-- start Raw records --

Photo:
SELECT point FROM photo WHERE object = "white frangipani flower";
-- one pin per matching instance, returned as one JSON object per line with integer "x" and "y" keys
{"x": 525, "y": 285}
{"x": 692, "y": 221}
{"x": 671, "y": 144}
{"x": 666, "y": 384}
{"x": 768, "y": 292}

-- end Raw records --
-- start Raw records --

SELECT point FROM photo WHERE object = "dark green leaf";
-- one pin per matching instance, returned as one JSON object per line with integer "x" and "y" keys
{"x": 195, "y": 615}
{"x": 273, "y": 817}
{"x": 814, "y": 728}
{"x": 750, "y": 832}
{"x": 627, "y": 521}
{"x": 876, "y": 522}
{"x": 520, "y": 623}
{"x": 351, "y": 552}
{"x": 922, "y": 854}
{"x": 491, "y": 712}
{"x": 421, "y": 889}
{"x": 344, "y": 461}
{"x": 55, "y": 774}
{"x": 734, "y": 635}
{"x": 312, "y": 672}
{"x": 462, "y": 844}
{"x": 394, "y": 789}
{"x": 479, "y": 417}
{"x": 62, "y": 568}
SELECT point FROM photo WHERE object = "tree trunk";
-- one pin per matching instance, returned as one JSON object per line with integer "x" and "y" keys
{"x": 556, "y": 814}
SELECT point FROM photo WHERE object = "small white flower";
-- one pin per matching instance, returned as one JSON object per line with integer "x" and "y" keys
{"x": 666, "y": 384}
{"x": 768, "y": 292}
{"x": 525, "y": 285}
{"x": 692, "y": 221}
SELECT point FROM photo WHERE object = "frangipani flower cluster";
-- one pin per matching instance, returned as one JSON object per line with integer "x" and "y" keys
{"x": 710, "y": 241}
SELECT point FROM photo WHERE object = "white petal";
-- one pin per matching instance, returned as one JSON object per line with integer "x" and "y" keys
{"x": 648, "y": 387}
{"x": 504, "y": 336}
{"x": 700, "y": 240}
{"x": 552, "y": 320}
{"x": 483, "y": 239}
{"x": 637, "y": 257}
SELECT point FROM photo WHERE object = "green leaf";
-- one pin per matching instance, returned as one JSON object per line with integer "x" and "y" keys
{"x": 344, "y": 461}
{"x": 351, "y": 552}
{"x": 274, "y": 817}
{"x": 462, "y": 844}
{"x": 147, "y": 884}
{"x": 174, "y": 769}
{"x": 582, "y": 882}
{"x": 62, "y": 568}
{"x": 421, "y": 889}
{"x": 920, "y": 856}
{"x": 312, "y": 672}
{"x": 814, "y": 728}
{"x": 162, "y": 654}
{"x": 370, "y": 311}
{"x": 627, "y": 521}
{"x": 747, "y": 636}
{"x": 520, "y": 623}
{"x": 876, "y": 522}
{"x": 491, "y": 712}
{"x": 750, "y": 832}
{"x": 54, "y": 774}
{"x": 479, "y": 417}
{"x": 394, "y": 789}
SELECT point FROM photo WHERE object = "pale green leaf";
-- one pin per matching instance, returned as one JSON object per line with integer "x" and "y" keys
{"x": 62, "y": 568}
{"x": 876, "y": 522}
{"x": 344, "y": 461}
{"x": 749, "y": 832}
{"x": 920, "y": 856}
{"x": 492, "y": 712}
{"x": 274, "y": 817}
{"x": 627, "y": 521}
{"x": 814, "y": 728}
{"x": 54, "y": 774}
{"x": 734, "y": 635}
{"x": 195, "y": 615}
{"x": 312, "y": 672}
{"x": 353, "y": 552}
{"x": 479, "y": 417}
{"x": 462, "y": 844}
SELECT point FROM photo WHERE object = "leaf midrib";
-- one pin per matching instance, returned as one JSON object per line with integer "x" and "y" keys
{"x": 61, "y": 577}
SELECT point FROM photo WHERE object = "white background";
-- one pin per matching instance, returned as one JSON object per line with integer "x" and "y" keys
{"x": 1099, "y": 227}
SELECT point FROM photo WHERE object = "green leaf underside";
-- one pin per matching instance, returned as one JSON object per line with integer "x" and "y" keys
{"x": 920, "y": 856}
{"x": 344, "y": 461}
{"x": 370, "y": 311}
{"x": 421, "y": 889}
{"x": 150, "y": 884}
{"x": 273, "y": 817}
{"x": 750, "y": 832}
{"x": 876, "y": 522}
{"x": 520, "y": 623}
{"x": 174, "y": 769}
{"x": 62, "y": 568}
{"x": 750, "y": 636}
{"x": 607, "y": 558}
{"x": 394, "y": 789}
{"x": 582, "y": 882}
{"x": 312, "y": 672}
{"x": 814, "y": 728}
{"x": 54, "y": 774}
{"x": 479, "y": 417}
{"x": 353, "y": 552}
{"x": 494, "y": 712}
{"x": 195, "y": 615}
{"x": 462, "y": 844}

-- end Raw records --

Problem description: Gather every line above that contains the word "FROM", and copy each one out.

Solution for this exercise:
SELECT point FROM photo WHERE object = "white frangipani flower";
SELECT point FROM photo WHERE object = "dark green leaf";
SELECT point FROM photo WHERE object = "tree trunk";
SELECT point FROM photo WHERE object = "small white flower";
SELECT point FROM photo WHERE object = "frangipani flower cluster";
SELECT point FROM photo WHERE object = "white petal";
SELECT point FROM photo WHERE object = "green leaf";
SELECT point FROM photo WHERE object = "pale green leaf";
SELECT point FROM photo WHERE object = "leaf midrib";
SELECT point FROM photo WHERE object = "white background";
SELECT point FROM photo WHERE object = "green leaf underside";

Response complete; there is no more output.